Pick up the article below on the abandoned Cooper-Young church and continue it from its last sentence.

== Source passage ==
◇ ◇ ◇ ◇

Mysterious (and Abandoned) Cooper-Young Church Targeted for Development

An abandoned Cooper-Young church could get a new life as a house if it meets the approval of city officials next month. 

The old stone church sits at 775 Tanglewood, tucked away in an off-the-beaten-path part of the Midtown neighborhood between York and Elzey. 

(Credit: Google Maps)

Memphis-based developer Griffin Elkington Investments LLC hopes to renovate the abandoned structure. The company plans for the building to be a house with four bedrooms, two bathrooms, a living room, dining room, and a kitchen. 

(Credit: Memphis and Shelby County Office of Planning and Development)

The company is seeking approval for the project from the Memphis Landmarks Commission in an application filed this month. Leaders of that board are slated to hear the case and make a decision on it at its next regular meeting on July 28th. Comments from the public to be included in the hearing are accepted until July 22nd. Send comments to margot.payne@memphistn.gov

Few details can be gleaned from the project’s application. The outside would apparently be fixed up and the inside gutted to make way for the new rooms. 

According to information from the Shelby County Register of Deeds, the old church was sold in 2020 by Ceylon Mooney to M-Town Properties for $85,000. M-Town sold the church and another lot close to it to Elkington in March 2022 for $165,000. 

 Memphis magazine, our sister publication, ran down the church’s history in a story from April 2021. In it, Memphis columnist and historian Vance Lauderdale said, “constructed almost exactly a century ago, this little church has served as home to almost a dozen congregations and more pastors than I could name (though I’ll mention some of them).”

◇ ◇ ◇ ◇

== Record extracts ==
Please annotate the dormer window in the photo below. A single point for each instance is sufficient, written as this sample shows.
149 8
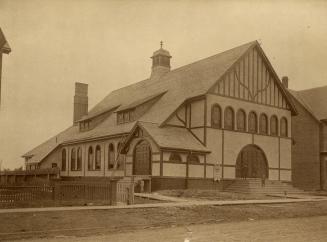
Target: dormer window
125 116
85 125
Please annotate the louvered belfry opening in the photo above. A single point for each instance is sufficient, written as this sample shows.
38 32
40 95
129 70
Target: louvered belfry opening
160 62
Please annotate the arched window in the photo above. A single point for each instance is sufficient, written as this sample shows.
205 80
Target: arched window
111 156
283 127
120 157
73 159
193 159
274 125
63 160
90 159
98 157
79 159
216 116
241 120
263 124
229 118
175 157
253 123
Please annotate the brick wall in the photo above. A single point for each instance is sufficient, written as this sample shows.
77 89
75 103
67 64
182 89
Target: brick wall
305 150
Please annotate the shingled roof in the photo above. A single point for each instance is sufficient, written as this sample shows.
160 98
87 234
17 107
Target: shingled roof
314 100
175 87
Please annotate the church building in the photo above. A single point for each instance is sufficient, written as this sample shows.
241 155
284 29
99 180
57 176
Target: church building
226 116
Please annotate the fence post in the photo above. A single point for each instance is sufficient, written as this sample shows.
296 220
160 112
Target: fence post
113 192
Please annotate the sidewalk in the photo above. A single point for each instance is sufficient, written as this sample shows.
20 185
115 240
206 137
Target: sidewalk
176 202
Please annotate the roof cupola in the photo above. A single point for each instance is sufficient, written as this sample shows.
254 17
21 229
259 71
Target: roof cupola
160 62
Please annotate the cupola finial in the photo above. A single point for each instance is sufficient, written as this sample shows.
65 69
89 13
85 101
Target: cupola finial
160 62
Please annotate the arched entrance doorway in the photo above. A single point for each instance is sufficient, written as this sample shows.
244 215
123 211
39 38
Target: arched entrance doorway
251 163
142 159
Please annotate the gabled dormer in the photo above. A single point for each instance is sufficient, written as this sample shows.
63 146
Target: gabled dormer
133 111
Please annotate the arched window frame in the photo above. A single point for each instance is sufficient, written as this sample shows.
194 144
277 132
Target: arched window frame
193 159
175 157
229 121
79 159
263 124
253 127
274 122
216 116
63 160
111 156
98 157
283 127
73 159
90 158
241 124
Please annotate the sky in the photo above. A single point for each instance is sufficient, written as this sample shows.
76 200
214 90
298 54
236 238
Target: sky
108 45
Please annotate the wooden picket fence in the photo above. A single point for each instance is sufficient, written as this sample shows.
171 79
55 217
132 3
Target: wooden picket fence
108 192
68 190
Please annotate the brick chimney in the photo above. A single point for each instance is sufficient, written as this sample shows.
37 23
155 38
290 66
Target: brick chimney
81 101
285 81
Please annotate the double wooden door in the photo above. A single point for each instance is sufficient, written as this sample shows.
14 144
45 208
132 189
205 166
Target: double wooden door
142 159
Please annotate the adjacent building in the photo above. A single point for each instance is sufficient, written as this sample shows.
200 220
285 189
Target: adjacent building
309 129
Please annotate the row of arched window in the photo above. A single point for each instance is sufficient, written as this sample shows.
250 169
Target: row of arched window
93 158
250 123
175 157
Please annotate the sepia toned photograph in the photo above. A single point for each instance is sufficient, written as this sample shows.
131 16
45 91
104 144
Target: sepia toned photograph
177 121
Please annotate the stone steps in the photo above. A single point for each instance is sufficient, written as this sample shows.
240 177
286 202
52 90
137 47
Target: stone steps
254 186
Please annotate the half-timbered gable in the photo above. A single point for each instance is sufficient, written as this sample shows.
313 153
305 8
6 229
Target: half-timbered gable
252 79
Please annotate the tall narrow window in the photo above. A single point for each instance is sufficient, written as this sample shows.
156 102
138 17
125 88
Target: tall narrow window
274 125
98 158
63 160
283 127
253 123
111 156
73 159
120 157
79 159
241 120
229 118
263 124
90 159
216 116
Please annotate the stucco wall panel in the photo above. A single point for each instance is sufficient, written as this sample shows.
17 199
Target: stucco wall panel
177 170
196 171
269 145
285 153
234 142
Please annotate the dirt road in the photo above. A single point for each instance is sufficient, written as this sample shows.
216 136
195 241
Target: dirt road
293 229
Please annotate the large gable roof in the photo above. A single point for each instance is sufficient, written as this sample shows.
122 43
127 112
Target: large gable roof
179 84
314 100
169 137
173 88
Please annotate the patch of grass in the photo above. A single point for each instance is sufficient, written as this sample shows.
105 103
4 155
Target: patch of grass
211 195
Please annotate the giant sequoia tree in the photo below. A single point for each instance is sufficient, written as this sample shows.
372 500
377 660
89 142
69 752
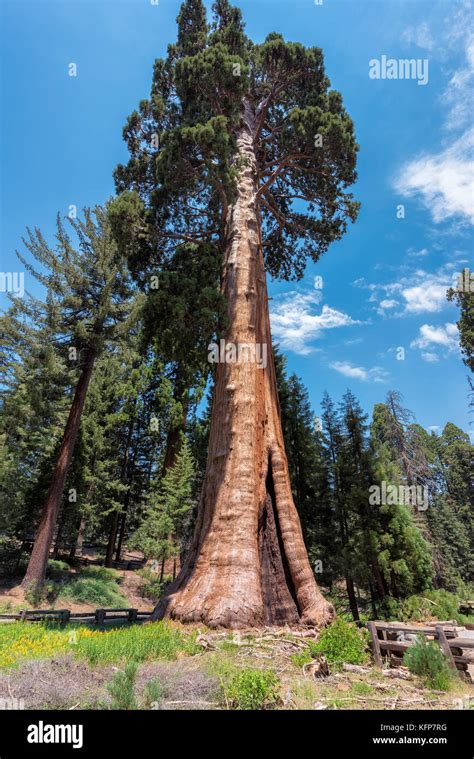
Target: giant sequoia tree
246 150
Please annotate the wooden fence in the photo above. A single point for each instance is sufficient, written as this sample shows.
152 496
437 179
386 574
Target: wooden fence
394 638
98 617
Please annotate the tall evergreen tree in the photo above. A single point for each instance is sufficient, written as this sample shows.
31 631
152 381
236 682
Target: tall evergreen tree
243 148
89 286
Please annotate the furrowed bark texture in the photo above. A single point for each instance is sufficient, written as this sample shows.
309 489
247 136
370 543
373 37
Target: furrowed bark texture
248 565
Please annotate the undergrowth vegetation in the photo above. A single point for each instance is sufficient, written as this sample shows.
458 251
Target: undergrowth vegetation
158 640
342 642
425 659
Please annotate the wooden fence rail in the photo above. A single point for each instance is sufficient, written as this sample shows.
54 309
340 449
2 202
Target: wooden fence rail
98 617
447 634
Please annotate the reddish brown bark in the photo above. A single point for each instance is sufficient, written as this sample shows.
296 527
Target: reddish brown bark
36 570
248 564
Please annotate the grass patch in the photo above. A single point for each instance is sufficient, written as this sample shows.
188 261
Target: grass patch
97 586
252 689
244 689
122 688
301 658
158 640
362 689
425 659
151 586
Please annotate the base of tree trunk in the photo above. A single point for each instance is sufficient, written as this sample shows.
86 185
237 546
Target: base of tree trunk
248 565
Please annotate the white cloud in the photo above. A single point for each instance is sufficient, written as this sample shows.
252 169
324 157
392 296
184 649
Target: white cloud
444 181
427 297
444 337
418 253
430 358
295 325
376 374
385 304
419 35
416 293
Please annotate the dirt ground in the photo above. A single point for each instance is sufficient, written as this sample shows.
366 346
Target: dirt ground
195 682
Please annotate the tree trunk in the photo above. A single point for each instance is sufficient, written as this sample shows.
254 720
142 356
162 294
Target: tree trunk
352 597
76 549
173 439
36 570
247 565
109 555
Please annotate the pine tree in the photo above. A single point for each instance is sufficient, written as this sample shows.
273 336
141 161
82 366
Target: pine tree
170 503
243 148
89 288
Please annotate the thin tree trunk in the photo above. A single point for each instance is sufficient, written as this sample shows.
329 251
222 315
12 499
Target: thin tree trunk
352 597
36 570
76 550
247 565
173 440
109 555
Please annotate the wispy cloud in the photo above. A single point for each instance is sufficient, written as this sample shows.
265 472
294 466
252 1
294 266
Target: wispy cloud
443 337
444 180
419 35
376 374
415 293
296 324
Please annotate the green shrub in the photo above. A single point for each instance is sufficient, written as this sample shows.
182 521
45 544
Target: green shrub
252 689
301 658
57 570
10 555
122 688
425 658
342 642
97 586
153 693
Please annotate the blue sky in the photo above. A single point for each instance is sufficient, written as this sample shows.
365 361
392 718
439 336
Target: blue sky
383 285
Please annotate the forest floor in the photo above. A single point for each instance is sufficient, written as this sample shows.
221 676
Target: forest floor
198 669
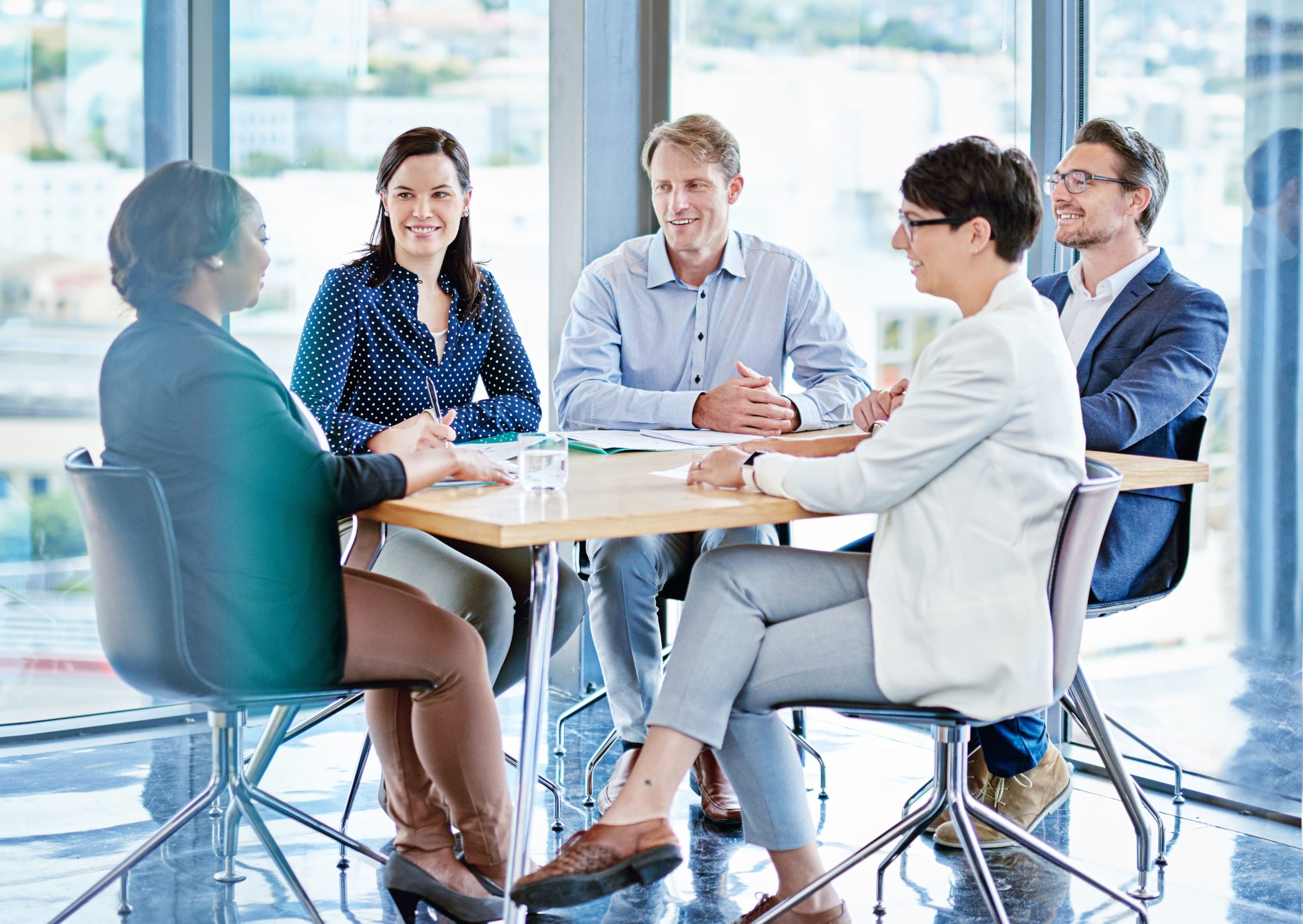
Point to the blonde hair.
(704, 138)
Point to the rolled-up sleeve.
(588, 385)
(824, 361)
(513, 403)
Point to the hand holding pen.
(437, 412)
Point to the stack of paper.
(620, 441)
(700, 438)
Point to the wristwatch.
(748, 471)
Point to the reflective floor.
(69, 810)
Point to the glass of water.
(543, 460)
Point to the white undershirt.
(1083, 313)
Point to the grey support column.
(167, 82)
(1059, 107)
(610, 84)
(210, 82)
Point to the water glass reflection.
(544, 460)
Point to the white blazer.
(971, 479)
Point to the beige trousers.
(441, 748)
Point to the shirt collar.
(659, 259)
(1111, 287)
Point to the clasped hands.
(746, 405)
(722, 468)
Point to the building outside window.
(71, 149)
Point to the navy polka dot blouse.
(364, 358)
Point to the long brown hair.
(458, 263)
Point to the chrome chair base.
(1081, 704)
(952, 792)
(229, 777)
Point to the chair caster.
(1143, 892)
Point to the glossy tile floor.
(69, 810)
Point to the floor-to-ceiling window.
(71, 148)
(320, 88)
(1212, 673)
(831, 101)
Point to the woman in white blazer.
(970, 480)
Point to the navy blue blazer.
(1144, 379)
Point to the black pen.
(434, 398)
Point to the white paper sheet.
(700, 438)
(676, 474)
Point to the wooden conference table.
(610, 497)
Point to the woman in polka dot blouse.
(415, 307)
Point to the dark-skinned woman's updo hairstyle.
(458, 263)
(179, 215)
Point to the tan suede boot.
(1025, 799)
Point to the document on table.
(676, 474)
(700, 438)
(502, 447)
(620, 441)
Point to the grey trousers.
(627, 576)
(764, 626)
(487, 587)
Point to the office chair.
(1075, 551)
(1081, 704)
(137, 590)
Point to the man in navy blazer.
(1147, 343)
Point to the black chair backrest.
(136, 576)
(1075, 551)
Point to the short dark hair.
(1141, 162)
(458, 263)
(974, 178)
(1273, 165)
(176, 217)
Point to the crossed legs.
(441, 748)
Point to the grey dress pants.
(764, 626)
(487, 587)
(629, 574)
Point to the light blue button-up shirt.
(640, 346)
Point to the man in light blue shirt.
(691, 329)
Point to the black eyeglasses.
(1075, 182)
(909, 224)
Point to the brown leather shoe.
(601, 860)
(619, 777)
(838, 915)
(718, 799)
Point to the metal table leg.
(543, 618)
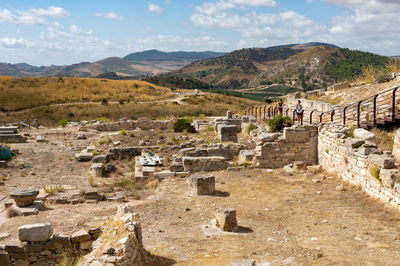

◇ ◇ ◇ ◇

== Task response ==
“Cedar Grove Baptist Church opened its doors on Tanglewood in 1920. The early years are a bit confusing. The city directories don’t list a minister. Sometimes they spell the name as two words and other times as “Cedargrove.” And they can’t even agree on the precise location of the property, many years listing the street address as 783 Tanglewood, which would have placed it smack in the middle of the old Beltway Railway, which at one time ran alongside the south wall of the church.

(Credit: Lily Bear Traverse)

“Even more confusing? Those same directories sometimes claim the church was located on the north side of that rail line, and at other times, they say it was on the south side. I seriously doubt the church, or the railroad, moved back and forth over the years, but I can’t make sense of the inconsistencies with the address.

”Although the tracks were pulled up decades ago, that same railway crosses over South Cooper, just a block to the east. In fact, it carried trains along the well-known trestle that’s decorated with silhouettes of Cooper-Young landmarks.”